_Zawartość zbioru danych_
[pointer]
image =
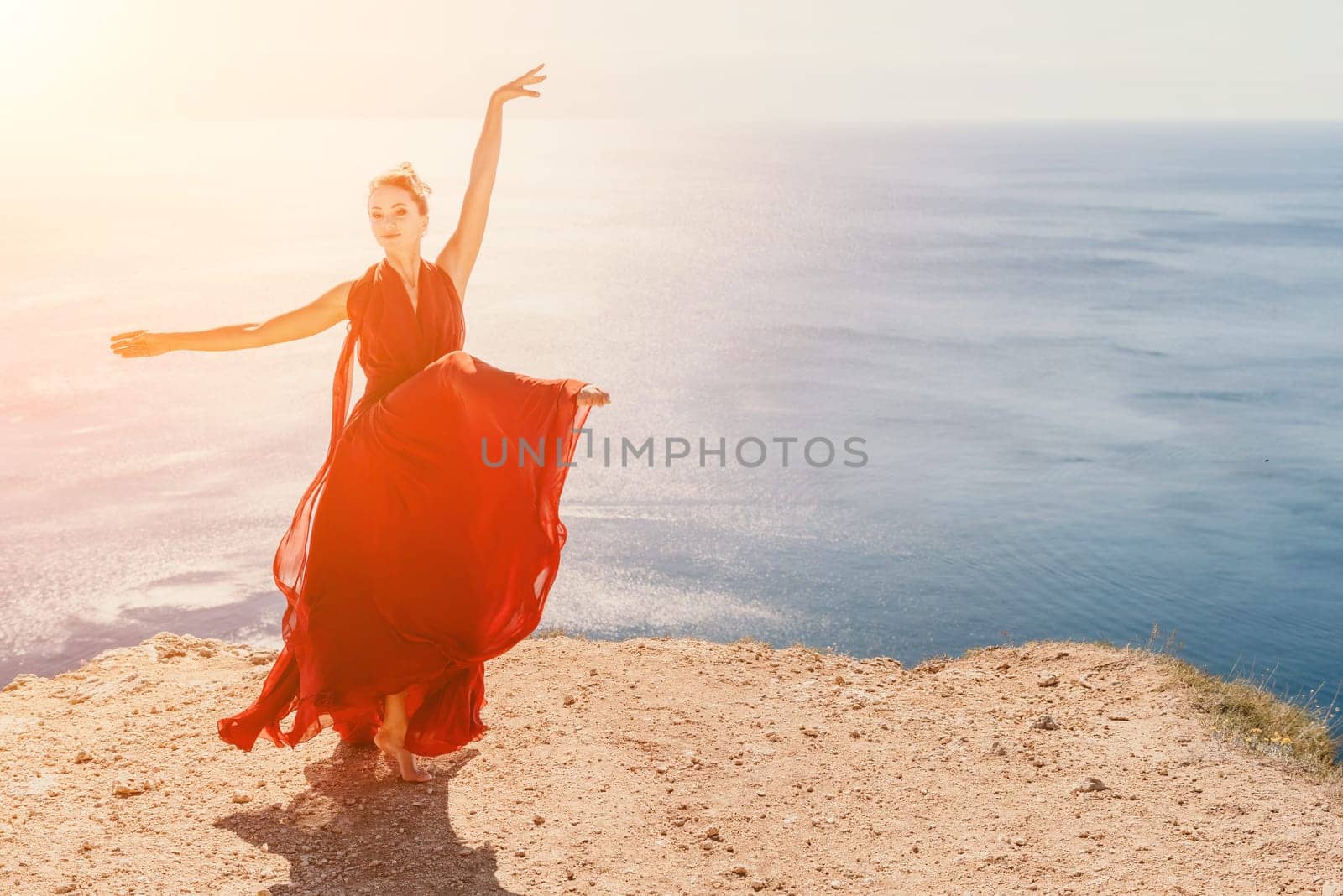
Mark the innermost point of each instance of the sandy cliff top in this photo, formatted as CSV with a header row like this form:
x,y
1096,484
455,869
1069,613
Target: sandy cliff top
x,y
664,766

_Polecenie_
Przedstaw wszystkie powyższe wiersze jako listę numerowaną, pomijając puste linie. Obrazy pomiń w odpowiedzi.

_Odpowiedź_
1. [pointer]
2. image =
3. Mark the innermost point of each instance of the sandy cliff top in this photo, formatted as CSV with a header row like this form:
4. x,y
5. 1096,484
6. 455,869
7. 1069,613
8. Target: sandy cliff top
9. x,y
10. 664,766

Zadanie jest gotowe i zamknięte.